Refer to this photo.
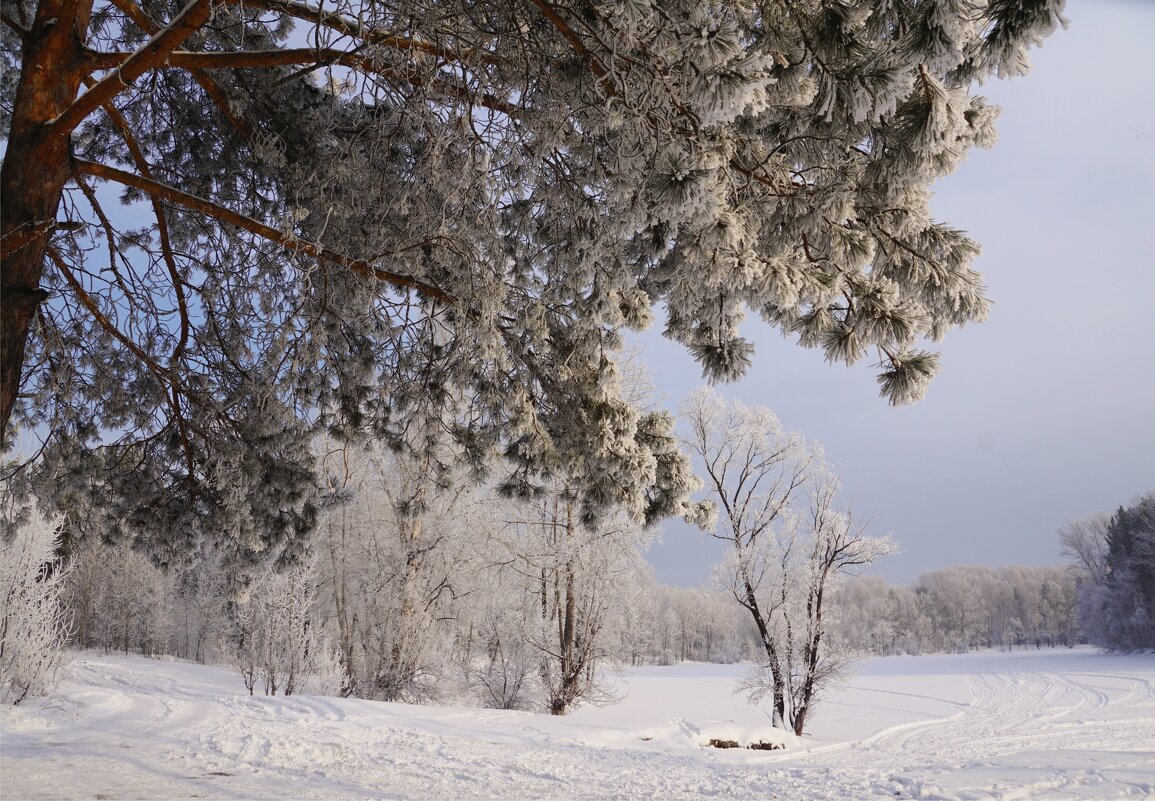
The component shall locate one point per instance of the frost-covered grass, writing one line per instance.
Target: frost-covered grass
(1053, 724)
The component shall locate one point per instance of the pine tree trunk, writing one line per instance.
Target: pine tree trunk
(35, 170)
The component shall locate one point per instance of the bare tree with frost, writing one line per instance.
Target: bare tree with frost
(340, 214)
(34, 623)
(789, 544)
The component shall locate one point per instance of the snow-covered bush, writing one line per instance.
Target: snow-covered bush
(278, 643)
(34, 626)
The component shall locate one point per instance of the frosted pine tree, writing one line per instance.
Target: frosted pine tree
(342, 215)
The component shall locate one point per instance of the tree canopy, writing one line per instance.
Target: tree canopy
(378, 218)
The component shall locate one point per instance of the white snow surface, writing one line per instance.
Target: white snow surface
(1052, 724)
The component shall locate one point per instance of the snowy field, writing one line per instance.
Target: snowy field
(1059, 724)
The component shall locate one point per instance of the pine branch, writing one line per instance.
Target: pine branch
(153, 54)
(225, 215)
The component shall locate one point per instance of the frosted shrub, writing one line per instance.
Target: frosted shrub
(32, 623)
(277, 643)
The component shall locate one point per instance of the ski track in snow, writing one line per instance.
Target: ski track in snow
(1011, 726)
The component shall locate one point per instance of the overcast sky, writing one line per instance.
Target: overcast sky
(1047, 411)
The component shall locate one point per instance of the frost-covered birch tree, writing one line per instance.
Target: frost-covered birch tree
(340, 214)
(34, 622)
(788, 545)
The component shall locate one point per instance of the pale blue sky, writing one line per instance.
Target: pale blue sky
(1047, 411)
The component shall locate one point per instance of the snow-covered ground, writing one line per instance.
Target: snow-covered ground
(1059, 724)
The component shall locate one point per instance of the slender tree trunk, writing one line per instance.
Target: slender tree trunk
(35, 170)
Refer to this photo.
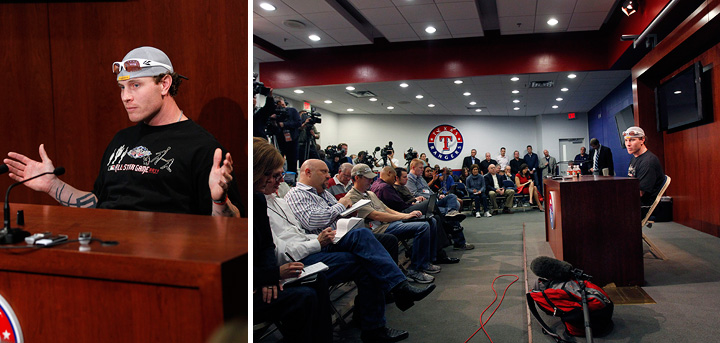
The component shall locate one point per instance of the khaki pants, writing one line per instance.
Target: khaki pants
(509, 195)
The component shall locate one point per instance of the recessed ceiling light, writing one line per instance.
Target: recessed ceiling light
(266, 6)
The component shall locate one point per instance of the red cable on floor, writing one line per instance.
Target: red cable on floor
(482, 325)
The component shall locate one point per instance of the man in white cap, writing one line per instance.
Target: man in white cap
(644, 165)
(165, 163)
(382, 219)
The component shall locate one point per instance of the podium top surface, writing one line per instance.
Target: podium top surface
(589, 178)
(153, 247)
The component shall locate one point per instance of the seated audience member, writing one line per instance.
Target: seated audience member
(476, 188)
(424, 159)
(503, 161)
(381, 219)
(515, 163)
(583, 161)
(302, 313)
(389, 161)
(525, 185)
(509, 176)
(464, 174)
(341, 183)
(421, 203)
(468, 161)
(485, 163)
(417, 185)
(494, 187)
(433, 178)
(644, 166)
(358, 256)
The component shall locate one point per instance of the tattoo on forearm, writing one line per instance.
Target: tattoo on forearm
(88, 200)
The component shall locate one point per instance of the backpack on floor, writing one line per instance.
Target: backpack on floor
(563, 299)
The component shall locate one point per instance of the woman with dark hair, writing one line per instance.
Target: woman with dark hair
(302, 312)
(526, 185)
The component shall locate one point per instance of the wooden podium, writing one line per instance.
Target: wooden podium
(593, 222)
(171, 278)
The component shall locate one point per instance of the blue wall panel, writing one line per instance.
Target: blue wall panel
(605, 128)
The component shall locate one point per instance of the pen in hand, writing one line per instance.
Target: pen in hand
(292, 259)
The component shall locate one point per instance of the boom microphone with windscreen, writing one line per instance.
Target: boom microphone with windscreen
(552, 269)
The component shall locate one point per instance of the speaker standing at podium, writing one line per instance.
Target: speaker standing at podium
(644, 165)
(165, 163)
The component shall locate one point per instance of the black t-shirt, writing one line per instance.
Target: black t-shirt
(648, 170)
(160, 169)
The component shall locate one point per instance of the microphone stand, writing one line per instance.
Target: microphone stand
(8, 235)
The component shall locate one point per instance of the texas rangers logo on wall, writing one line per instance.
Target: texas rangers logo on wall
(9, 326)
(445, 142)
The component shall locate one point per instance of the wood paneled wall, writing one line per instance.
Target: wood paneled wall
(57, 87)
(691, 156)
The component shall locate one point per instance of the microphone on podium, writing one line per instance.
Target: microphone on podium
(8, 234)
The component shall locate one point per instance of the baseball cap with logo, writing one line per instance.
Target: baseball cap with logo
(633, 132)
(364, 170)
(141, 62)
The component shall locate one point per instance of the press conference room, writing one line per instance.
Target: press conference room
(563, 87)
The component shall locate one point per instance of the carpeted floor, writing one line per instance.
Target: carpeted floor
(683, 287)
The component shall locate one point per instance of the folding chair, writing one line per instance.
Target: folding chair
(646, 221)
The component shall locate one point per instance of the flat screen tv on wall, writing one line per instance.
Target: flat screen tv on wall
(684, 100)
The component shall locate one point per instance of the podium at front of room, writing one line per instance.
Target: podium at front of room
(593, 222)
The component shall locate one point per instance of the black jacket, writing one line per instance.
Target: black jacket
(604, 159)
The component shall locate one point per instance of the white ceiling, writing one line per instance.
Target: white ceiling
(406, 20)
(493, 94)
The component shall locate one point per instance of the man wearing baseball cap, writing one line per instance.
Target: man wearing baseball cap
(165, 163)
(382, 219)
(644, 165)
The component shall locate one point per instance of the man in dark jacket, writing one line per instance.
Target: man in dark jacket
(600, 158)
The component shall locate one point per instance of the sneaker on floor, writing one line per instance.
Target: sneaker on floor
(464, 247)
(455, 215)
(419, 277)
(432, 269)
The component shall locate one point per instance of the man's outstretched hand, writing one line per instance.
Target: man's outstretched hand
(220, 175)
(22, 167)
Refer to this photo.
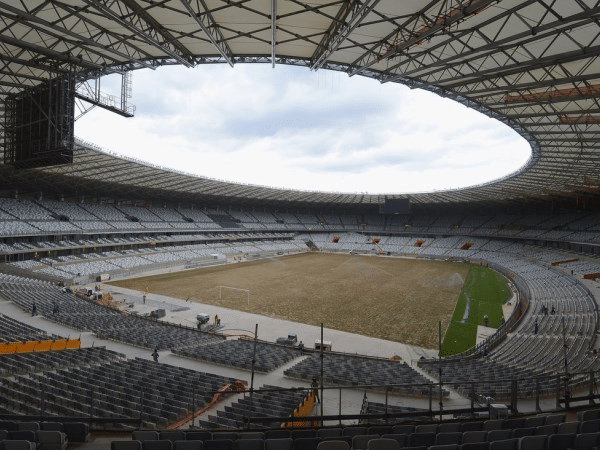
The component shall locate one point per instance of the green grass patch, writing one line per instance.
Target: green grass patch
(483, 294)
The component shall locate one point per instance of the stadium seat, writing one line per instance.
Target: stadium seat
(448, 438)
(506, 444)
(310, 443)
(304, 434)
(157, 445)
(383, 444)
(123, 445)
(445, 447)
(474, 436)
(329, 432)
(172, 435)
(333, 445)
(145, 435)
(51, 440)
(361, 442)
(250, 444)
(532, 443)
(220, 444)
(568, 428)
(279, 443)
(188, 445)
(475, 446)
(198, 435)
(224, 435)
(77, 431)
(586, 441)
(421, 439)
(499, 435)
(561, 441)
(354, 431)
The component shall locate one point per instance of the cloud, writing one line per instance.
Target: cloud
(292, 128)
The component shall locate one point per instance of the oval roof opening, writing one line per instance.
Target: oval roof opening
(292, 128)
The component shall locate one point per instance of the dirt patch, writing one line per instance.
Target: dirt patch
(389, 298)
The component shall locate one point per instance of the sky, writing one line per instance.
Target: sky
(288, 127)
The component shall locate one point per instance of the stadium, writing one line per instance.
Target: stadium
(77, 223)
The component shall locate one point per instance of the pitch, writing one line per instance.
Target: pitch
(389, 298)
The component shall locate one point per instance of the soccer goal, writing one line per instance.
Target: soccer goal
(241, 292)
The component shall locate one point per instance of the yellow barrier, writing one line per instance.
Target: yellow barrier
(39, 346)
(305, 409)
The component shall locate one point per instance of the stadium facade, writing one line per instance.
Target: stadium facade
(70, 210)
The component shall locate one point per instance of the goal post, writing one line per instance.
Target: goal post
(247, 291)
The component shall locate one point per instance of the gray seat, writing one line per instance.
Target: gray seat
(354, 431)
(449, 427)
(499, 435)
(329, 432)
(561, 441)
(145, 435)
(475, 446)
(495, 424)
(122, 445)
(172, 435)
(250, 444)
(188, 445)
(51, 440)
(18, 445)
(506, 444)
(533, 443)
(333, 445)
(448, 438)
(279, 444)
(474, 436)
(28, 426)
(157, 445)
(568, 428)
(383, 444)
(586, 440)
(445, 447)
(361, 442)
(555, 419)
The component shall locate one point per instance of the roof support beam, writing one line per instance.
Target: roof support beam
(411, 33)
(31, 19)
(273, 31)
(142, 29)
(210, 28)
(50, 53)
(340, 29)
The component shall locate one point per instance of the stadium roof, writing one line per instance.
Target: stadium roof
(532, 64)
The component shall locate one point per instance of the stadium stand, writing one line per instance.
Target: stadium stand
(240, 353)
(105, 322)
(267, 403)
(363, 371)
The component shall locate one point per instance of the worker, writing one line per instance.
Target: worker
(315, 386)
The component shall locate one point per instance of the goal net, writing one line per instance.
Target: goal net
(228, 292)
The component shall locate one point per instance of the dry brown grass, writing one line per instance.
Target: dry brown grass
(388, 298)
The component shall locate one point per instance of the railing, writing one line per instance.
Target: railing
(39, 346)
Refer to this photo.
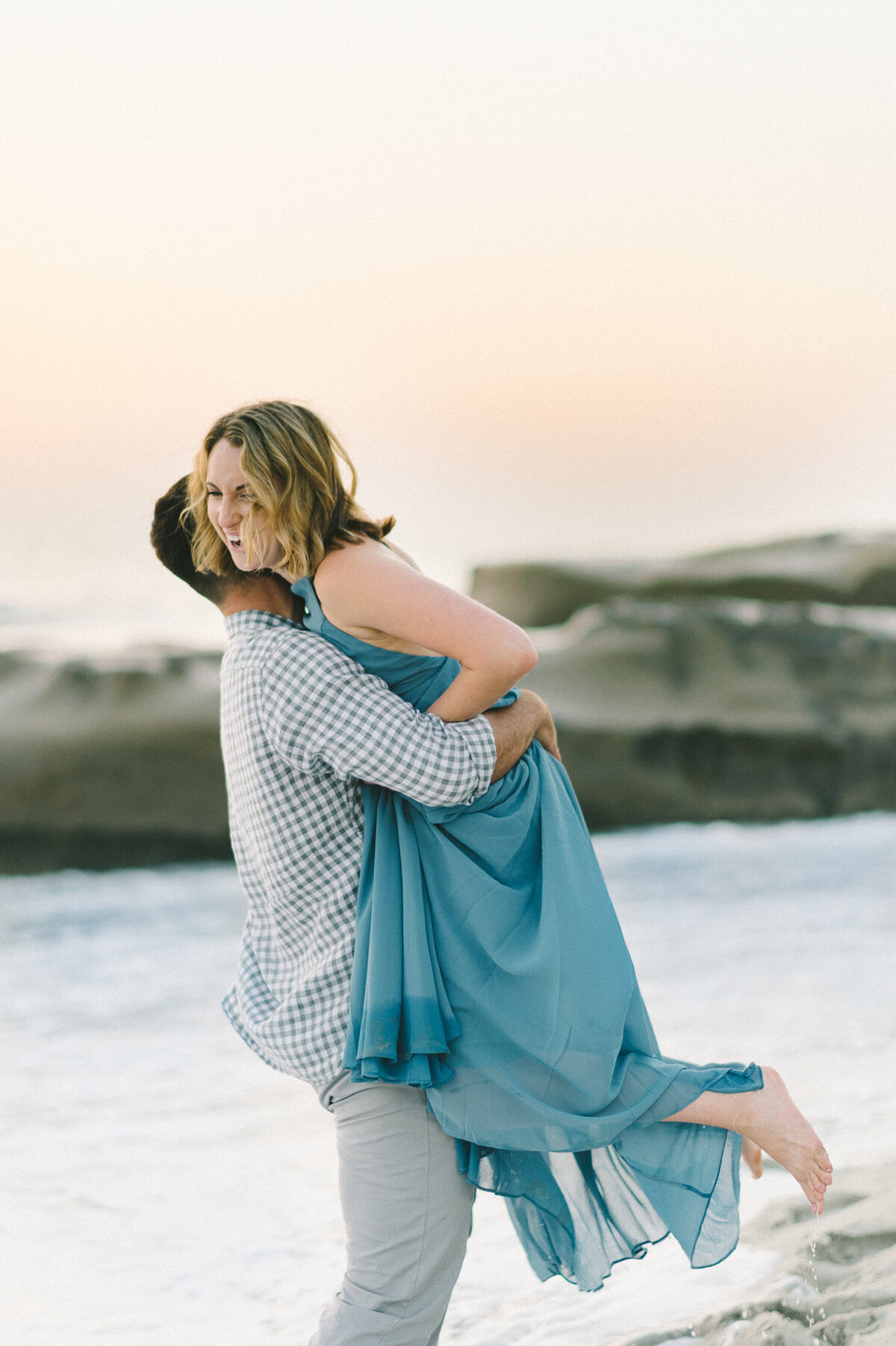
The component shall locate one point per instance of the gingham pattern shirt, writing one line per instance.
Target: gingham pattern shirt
(300, 726)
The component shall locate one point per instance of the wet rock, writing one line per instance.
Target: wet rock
(711, 710)
(111, 764)
(849, 568)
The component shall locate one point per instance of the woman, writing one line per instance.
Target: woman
(490, 967)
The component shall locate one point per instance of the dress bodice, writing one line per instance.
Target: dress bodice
(419, 679)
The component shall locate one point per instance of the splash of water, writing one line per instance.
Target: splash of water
(813, 1245)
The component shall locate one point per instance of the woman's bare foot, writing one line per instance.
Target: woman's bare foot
(753, 1156)
(770, 1119)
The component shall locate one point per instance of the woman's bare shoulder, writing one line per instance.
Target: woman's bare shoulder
(347, 567)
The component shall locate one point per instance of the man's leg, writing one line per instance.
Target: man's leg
(408, 1217)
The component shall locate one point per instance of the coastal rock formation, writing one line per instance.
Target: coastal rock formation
(849, 568)
(685, 710)
(111, 764)
(699, 711)
(841, 1292)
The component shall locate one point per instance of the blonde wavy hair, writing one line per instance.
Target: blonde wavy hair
(291, 464)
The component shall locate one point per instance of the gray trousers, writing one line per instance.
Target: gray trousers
(408, 1215)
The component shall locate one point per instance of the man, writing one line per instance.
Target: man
(300, 727)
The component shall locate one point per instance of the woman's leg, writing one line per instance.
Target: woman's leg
(770, 1119)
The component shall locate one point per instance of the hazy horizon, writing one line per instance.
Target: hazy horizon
(577, 280)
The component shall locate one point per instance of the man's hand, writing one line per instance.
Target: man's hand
(515, 727)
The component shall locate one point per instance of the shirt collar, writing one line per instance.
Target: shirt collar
(256, 620)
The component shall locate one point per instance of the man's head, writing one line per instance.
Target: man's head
(171, 538)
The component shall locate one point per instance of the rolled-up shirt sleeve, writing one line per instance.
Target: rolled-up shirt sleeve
(323, 711)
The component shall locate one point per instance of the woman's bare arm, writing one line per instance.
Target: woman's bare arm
(370, 593)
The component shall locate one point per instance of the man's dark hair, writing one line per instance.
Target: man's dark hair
(171, 535)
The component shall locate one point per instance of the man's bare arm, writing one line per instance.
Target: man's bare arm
(515, 727)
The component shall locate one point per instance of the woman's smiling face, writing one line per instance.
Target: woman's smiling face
(229, 502)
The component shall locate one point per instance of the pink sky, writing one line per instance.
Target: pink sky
(570, 280)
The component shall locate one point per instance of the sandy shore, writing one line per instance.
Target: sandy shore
(837, 1280)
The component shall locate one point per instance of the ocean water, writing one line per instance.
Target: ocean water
(161, 1185)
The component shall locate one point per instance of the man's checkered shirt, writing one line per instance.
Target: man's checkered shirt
(300, 726)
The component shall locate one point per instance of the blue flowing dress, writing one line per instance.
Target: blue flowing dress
(490, 970)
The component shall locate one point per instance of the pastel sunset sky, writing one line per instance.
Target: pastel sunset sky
(568, 279)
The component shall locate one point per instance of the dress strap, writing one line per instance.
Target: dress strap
(305, 590)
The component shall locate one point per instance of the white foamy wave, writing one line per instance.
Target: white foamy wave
○ ○ ○ ○ ○ ○ ○
- _THE EXERCISE_
The required output is the exact sequence of lines from the one containing "checkered shirt, writing one line per instance." through the end of the listing, both endpoints included.

- _RESULT OF THIS TASK_
The component shall locate one point per instance of the man's checkered shirt, writing one line per instance.
Target: man's checkered shirt
(300, 726)
The component shall locate one point per instance of the blue flowing dress, writing one line per instance.
Target: blue flowing dress
(490, 970)
The component shall locate one point per instance of the pastel sunset sky, writing one line per instance.
Target: pastel sunset sky
(568, 279)
The component shall locate one point per instance of the dress strap, writing one line per instance.
Target: dress strap
(305, 590)
The component shall locate one point per instance of the white foamy wave, writing one line per instance.
Target: white foamy wave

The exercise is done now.